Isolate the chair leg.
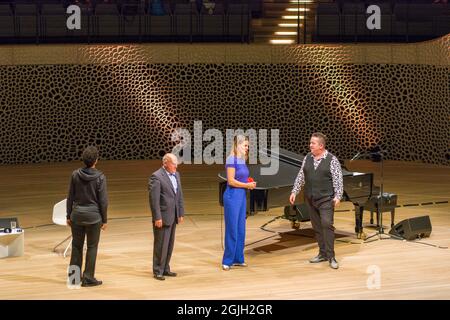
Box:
[53,235,72,252]
[376,206,382,228]
[63,239,72,258]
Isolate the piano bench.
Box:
[364,192,397,227]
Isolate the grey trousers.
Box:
[305,197,335,260]
[70,222,102,282]
[153,222,177,274]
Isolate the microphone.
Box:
[350,152,361,161]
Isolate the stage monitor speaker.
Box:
[389,216,431,240]
[0,218,19,229]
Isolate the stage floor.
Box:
[0,161,450,300]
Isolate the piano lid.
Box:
[218,148,367,193]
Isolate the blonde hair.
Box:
[230,134,248,160]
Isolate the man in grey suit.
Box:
[148,153,184,280]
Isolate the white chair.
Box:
[53,199,72,258]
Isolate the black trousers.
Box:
[305,197,335,260]
[153,222,177,274]
[70,222,102,280]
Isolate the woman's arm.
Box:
[227,167,256,189]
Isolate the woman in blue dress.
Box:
[222,135,256,270]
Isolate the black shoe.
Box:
[330,258,339,269]
[153,273,166,280]
[81,278,103,287]
[309,254,328,263]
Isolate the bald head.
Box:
[163,153,178,173]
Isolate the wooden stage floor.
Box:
[0,161,450,300]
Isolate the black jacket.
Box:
[67,168,108,224]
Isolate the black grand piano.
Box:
[219,148,373,238]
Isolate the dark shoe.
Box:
[153,273,166,280]
[233,262,248,267]
[309,254,328,263]
[330,258,339,269]
[81,278,103,287]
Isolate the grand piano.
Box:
[219,148,373,238]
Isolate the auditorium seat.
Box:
[174,3,199,41]
[14,3,40,42]
[121,3,145,39]
[316,3,341,41]
[0,3,15,40]
[41,3,69,40]
[366,1,393,40]
[341,2,369,41]
[144,0,173,40]
[201,3,225,37]
[94,3,122,38]
[227,4,250,42]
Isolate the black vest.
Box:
[303,152,334,201]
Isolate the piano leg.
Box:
[391,209,395,228]
[355,206,364,239]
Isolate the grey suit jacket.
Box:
[148,168,184,226]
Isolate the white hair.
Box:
[163,153,178,164]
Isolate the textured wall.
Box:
[0,36,450,164]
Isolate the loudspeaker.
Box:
[389,216,431,240]
[0,218,19,229]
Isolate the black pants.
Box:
[153,222,177,274]
[70,222,102,280]
[305,197,335,260]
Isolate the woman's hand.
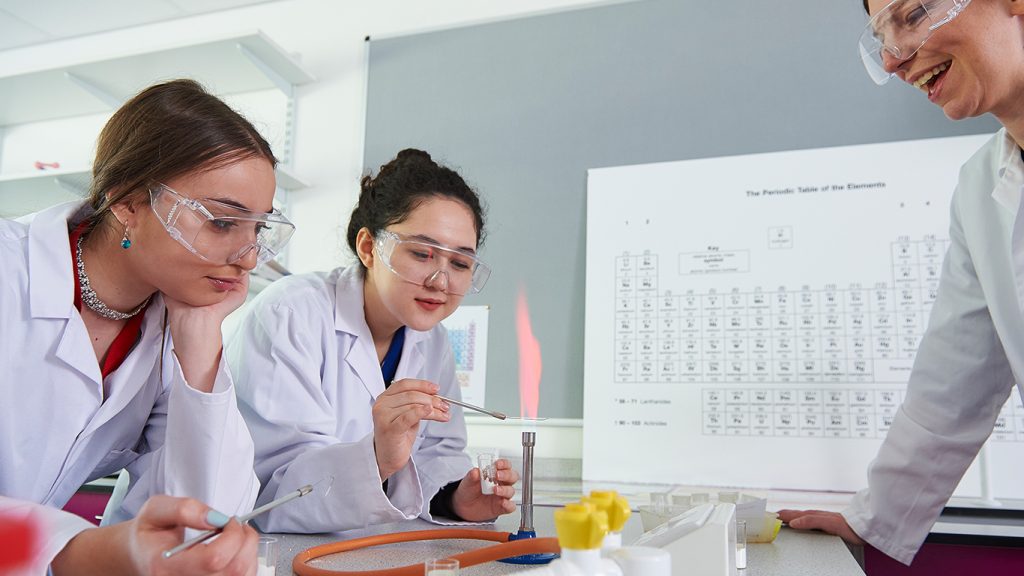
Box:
[373,378,452,482]
[778,510,864,546]
[51,495,259,576]
[164,273,249,393]
[452,458,519,522]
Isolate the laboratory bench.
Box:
[270,498,864,576]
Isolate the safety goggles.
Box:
[860,0,971,86]
[374,230,490,296]
[150,184,295,266]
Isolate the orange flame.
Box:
[515,287,541,418]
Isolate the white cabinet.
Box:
[0,32,314,217]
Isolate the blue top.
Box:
[381,326,406,388]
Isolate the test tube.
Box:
[650,492,669,516]
[476,452,498,494]
[256,536,278,576]
[672,494,690,508]
[519,431,537,532]
[736,520,746,570]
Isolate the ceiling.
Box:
[0,0,280,50]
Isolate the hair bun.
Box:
[397,148,434,164]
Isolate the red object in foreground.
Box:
[864,543,1024,576]
[0,516,39,574]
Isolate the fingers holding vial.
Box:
[476,452,498,494]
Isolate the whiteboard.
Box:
[583,135,1024,497]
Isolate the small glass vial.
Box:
[736,520,746,570]
[476,452,498,494]
[256,536,278,576]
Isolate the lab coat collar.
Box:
[992,128,1024,216]
[18,202,91,317]
[334,264,428,399]
[18,202,164,393]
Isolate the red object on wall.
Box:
[864,543,1024,576]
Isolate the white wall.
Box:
[0,0,608,458]
[0,0,606,272]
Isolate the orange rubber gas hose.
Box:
[292,530,561,576]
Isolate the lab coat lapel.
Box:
[86,301,165,426]
[334,264,384,400]
[29,202,102,385]
[395,326,423,383]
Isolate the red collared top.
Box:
[71,222,153,378]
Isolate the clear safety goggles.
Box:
[374,230,490,296]
[860,0,971,86]
[150,184,295,266]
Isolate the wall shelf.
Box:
[0,32,315,125]
[0,31,315,217]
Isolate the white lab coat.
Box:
[0,496,95,576]
[0,203,259,523]
[225,266,472,532]
[843,129,1024,564]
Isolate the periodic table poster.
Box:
[441,306,490,407]
[584,135,1024,497]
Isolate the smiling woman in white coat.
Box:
[780,0,1024,564]
[0,80,291,570]
[231,150,519,532]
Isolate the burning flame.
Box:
[515,287,541,418]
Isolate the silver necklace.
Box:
[75,237,150,320]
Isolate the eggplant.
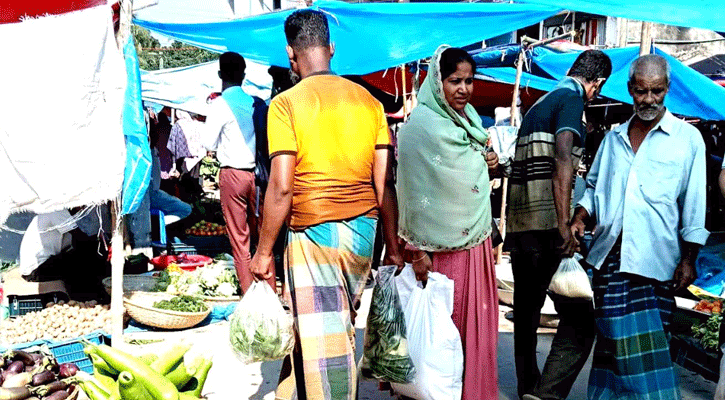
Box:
[30,353,43,364]
[30,380,71,397]
[5,361,25,374]
[45,390,70,400]
[10,350,34,365]
[0,387,32,400]
[58,363,80,378]
[31,370,55,386]
[3,372,33,388]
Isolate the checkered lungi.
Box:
[588,242,680,400]
[276,217,377,400]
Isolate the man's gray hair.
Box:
[628,54,670,86]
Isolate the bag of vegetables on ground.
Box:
[361,266,415,383]
[229,282,294,363]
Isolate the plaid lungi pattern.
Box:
[276,217,377,400]
[588,242,680,400]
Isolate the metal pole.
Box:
[639,22,652,56]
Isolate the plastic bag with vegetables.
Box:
[549,254,594,300]
[362,266,415,383]
[229,282,294,363]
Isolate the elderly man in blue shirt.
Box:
[571,55,709,399]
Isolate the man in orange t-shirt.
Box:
[252,10,403,400]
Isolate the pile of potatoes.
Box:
[0,300,111,345]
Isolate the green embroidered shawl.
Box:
[397,45,492,251]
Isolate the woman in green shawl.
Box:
[398,45,498,400]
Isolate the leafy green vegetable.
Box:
[692,314,722,350]
[154,264,240,297]
[229,282,294,363]
[154,295,207,312]
[362,267,415,383]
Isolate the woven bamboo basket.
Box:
[201,296,242,307]
[123,292,212,329]
[102,275,159,295]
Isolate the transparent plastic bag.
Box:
[714,344,725,400]
[361,266,415,383]
[549,257,594,299]
[229,282,294,364]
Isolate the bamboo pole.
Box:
[111,205,124,347]
[639,21,652,56]
[496,31,576,263]
[617,18,629,47]
[400,64,408,122]
[111,0,133,347]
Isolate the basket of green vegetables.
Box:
[123,292,211,329]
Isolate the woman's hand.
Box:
[486,151,499,172]
[413,251,433,284]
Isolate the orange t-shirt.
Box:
[267,75,390,230]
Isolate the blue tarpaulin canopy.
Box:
[476,67,557,92]
[517,0,725,31]
[134,0,560,75]
[474,47,725,121]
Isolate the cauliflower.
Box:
[200,265,224,288]
[186,283,204,296]
[216,282,237,297]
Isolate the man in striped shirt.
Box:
[506,50,612,399]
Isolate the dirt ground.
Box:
[126,289,716,400]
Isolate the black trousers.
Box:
[511,231,596,399]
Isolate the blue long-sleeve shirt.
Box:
[578,111,709,281]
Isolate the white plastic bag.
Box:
[488,125,519,165]
[392,264,463,400]
[229,282,294,364]
[549,255,594,300]
[714,344,725,400]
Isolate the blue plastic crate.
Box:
[0,331,108,374]
[48,332,106,374]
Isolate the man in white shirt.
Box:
[572,55,709,399]
[203,52,275,293]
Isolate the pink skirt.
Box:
[433,238,498,400]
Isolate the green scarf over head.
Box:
[397,45,492,251]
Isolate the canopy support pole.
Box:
[639,21,652,56]
[110,0,133,347]
[110,200,124,347]
[400,64,408,122]
[496,30,576,264]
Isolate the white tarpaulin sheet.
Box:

==*==

# Task to carry out:
Can you edit the records from the line with "Isolate the blue tarpaulin canopy." through the end, replacing "tarpaulin" with "tarp" and leaving everything else unchanged?

# Reply:
Isolate the blue tarp canopy.
Box:
[476,67,557,92]
[517,0,725,31]
[134,0,560,75]
[474,47,725,121]
Isolate the cauliflower.
Box:
[200,265,224,288]
[186,283,204,296]
[216,282,237,297]
Isolate the man in striped shirt.
Box:
[506,50,612,399]
Isolate the dirt ground.
Box:
[126,289,716,400]
Isolate the black trousers.
Box:
[511,231,596,399]
Isolate the blue long-sleeve shirt.
Box:
[578,111,709,281]
Isolate the white plastic bag.
Box:
[488,125,519,165]
[392,264,463,400]
[229,282,294,364]
[549,255,594,300]
[714,344,725,400]
Isolate the blue plastic crate.
Box:
[0,331,108,374]
[48,332,106,374]
Isolate the man in white shirt.
Box:
[572,55,709,399]
[203,52,275,293]
Isolate the pink skirt.
Box:
[433,238,498,400]
Isolate the green scarf over head.
Box:
[397,45,492,251]
Isolate the canopy support pole.
Box:
[639,21,652,56]
[110,0,133,347]
[110,200,124,347]
[400,64,408,122]
[496,30,576,264]
Isolate the white tarp sheet.
Box:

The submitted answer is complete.